Task to carry out
Retype each entry below precisely as it reads.

Material provided
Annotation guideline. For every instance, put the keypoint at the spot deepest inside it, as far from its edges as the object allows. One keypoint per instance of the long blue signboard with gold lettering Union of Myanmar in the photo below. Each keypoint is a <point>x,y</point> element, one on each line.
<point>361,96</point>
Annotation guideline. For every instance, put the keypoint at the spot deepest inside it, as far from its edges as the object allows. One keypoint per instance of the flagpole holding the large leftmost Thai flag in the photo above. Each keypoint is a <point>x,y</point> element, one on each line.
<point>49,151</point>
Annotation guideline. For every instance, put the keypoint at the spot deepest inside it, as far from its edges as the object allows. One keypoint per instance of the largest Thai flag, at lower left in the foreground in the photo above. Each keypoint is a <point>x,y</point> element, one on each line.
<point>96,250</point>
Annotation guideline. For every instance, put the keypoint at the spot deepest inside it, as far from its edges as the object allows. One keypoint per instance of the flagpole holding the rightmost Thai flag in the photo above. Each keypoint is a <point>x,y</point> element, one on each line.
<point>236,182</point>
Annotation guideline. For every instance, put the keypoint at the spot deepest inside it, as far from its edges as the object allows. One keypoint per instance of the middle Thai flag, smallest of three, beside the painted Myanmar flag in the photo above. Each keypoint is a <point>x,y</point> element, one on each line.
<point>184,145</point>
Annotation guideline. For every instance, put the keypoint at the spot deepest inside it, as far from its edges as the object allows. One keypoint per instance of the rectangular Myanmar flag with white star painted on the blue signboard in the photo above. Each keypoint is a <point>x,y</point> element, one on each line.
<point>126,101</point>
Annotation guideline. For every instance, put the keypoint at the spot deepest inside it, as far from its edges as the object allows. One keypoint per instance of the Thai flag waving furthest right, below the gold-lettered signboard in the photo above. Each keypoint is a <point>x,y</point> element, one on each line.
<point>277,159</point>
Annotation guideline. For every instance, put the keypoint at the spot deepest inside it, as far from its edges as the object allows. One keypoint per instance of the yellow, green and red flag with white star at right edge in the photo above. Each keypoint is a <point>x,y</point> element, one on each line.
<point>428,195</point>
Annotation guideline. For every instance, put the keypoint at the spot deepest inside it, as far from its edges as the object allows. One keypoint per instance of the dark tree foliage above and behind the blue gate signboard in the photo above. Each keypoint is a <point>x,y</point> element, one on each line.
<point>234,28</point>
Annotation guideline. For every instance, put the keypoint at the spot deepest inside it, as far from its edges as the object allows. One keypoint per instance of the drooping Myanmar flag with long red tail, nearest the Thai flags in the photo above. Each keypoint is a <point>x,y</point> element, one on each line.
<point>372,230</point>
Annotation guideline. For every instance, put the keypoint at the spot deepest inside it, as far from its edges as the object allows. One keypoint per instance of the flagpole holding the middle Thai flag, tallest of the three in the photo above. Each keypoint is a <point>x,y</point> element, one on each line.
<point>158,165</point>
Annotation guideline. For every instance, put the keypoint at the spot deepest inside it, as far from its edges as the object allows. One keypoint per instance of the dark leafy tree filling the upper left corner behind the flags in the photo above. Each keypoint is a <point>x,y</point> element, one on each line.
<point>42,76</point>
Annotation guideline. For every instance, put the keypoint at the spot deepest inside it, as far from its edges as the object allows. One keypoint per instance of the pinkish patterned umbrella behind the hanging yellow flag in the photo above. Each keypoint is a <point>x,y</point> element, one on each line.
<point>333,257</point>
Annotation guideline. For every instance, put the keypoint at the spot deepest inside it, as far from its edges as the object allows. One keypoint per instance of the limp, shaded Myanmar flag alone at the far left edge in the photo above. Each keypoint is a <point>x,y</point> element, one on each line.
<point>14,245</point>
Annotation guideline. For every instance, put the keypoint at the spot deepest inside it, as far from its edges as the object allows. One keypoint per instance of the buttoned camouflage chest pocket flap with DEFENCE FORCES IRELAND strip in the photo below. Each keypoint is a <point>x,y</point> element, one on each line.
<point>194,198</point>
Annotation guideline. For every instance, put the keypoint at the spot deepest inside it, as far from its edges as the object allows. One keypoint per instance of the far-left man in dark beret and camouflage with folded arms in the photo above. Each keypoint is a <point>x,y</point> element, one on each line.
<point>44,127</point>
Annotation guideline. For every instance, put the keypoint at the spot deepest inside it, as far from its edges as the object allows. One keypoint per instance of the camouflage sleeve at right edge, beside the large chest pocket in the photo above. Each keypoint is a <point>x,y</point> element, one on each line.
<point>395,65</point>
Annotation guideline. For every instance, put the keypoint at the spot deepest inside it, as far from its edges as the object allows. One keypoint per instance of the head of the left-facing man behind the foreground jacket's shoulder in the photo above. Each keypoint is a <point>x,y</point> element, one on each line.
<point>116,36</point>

Written solution
Annotation guideline. For every instance, put the keypoint at the spot deepest inside it, as far from its edges as the object allows. One keypoint per instance of the long blue signboard with gold lettering Union of Myanmar in the photo below. Each keypoint is a <point>x,y</point> element, one on each line.
<point>361,96</point>
Annotation guideline. For every instance, put the keypoint at the spot deepest inside it, as far from its edges as the object allows. One keypoint per instance of the flagpole holding the large leftmost Thai flag in the photo above. Each keypoint is a <point>x,y</point> element, one on each line.
<point>49,151</point>
Annotation guideline. For every instance, put the keypoint at the spot deepest inside it, as far from its edges as the object allows. One keypoint per instance of the largest Thai flag, at lower left in the foreground in the photo above. Each keypoint is a <point>x,y</point> element, one on each line.
<point>96,250</point>
Annotation guideline. For every instance, put the keypoint at the spot deepest inside it, as far from its edges as the object allows. One keypoint per instance of the flagpole holding the rightmost Thai flag in the photo above. Each keypoint is a <point>x,y</point> element, one on each line.
<point>236,182</point>
Annotation guideline. For every instance, put the keypoint at the spot deepest inside it, as far from its edges as the object allows. One keypoint per instance of the middle Thai flag, smallest of three, beside the painted Myanmar flag in the photo above. Each keypoint is a <point>x,y</point> element, one on each line.
<point>184,145</point>
Annotation guideline. For every instance, put the keypoint at the spot deepest inside it, as far from its edges as the object allows. One keypoint per instance of the rectangular Myanmar flag with white star painted on the blue signboard in the photo above. Each keypoint is a <point>x,y</point> element, one on each line.
<point>126,101</point>
Annotation guideline. For every instance, put the keypoint at the spot deepest inside it, as far from its edges as the object allows. One keypoint per instance of the Thai flag waving furthest right, below the gold-lettered signboard in the photo above. Each keypoint is a <point>x,y</point> element, one on each line.
<point>277,159</point>
Annotation guideline. For every instance, put the keypoint at the spot deepest inside it, as far from its edges as the object allows. One keypoint per instance of the yellow, green and red flag with white star at right edge in the photo above. Each keypoint is a <point>x,y</point> element, one on each line.
<point>428,195</point>
Annotation guideline. For every instance, put the keypoint at the spot deepest inside it, as far from its edges as the object allows. One keypoint per instance of the dark tree foliage above and behind the blue gate signboard in the photo above. Each keypoint is a <point>x,y</point> element, one on each line.
<point>234,28</point>
Annotation guideline. For every instance, put the keypoint at the spot deepest inside it, as far from its edges as the object allows. One keypoint per instance of the drooping Myanmar flag with long red tail, nearest the Thai flags in the photo above. Each keypoint is a <point>x,y</point> element, one on each line.
<point>372,230</point>
Annotation guideline. For every instance, put the keypoint at the spot deepest inside it, as far from its edges as the object allows. One keypoint per instance of the flagpole holding the middle Thai flag, tallest of the three in the photo above. Each keypoint is a <point>x,y</point> element, one on each line.
<point>158,165</point>
Annotation guideline. For every instance, put the keypoint at the spot deepest inside it, as far from its edges as the object allows. One keypoint per instance of the dark leafy tree filling the upper left corner behind the flags in the photo above. Each keypoint is a <point>x,y</point> element, one on each line.
<point>42,76</point>
Annotation guideline. For every instance, put the keypoint at the spot deepest inside it, as far from its edges as the object allows. One keypoint per instance of the pinkish patterned umbrella behind the hanging yellow flag in the photo above. Each keypoint is a <point>x,y</point> element, one on each line.
<point>333,257</point>
Annotation guideline. For every instance, put the keypoint at the spot deepest inside it, as far from its edges as the object allows. One keypoint per instance of the limp, shaded Myanmar flag alone at the far left edge in the photo above. Each keypoint is a <point>x,y</point> element, one on each line.
<point>14,245</point>
Annotation guideline. For every instance, put the keypoint at the spot deepest inside it, as far from its edges as the object allows. One keypoint per instance of the buttoned camouflage chest pocket flap with DEFENCE FORCES IRELAND strip in the photo below. Each keypoint is a <point>x,y</point> element, one on each line.
<point>194,198</point>
Annotation guideline. For every instance, put the keypoint at the spot deepest inside it, as far from its edges as the object allows. One keypoint per instance of the far-left man in dark beret and camouflage with folded arms in the photo above. Each keypoint is a <point>x,y</point> element, one on each line.
<point>44,127</point>
Annotation guideline. For every instance, put the keypoint at the spot deepest inside it, as far from its edges as the object allows. One keypoint per instance of the camouflage sleeve at right edge, beside the large chest pocket in the photo above. Each keypoint is a <point>x,y</point> element, one on each line.
<point>395,65</point>
Annotation guideline. For every instance, put the keypoint at the spot deepest inside it, as far from its edges as the object allows. One keypoint per instance of the head of the left-facing man behind the foreground jacket's shoulder in the photo above. Each keypoint is a <point>x,y</point> element, one on each line.
<point>116,36</point>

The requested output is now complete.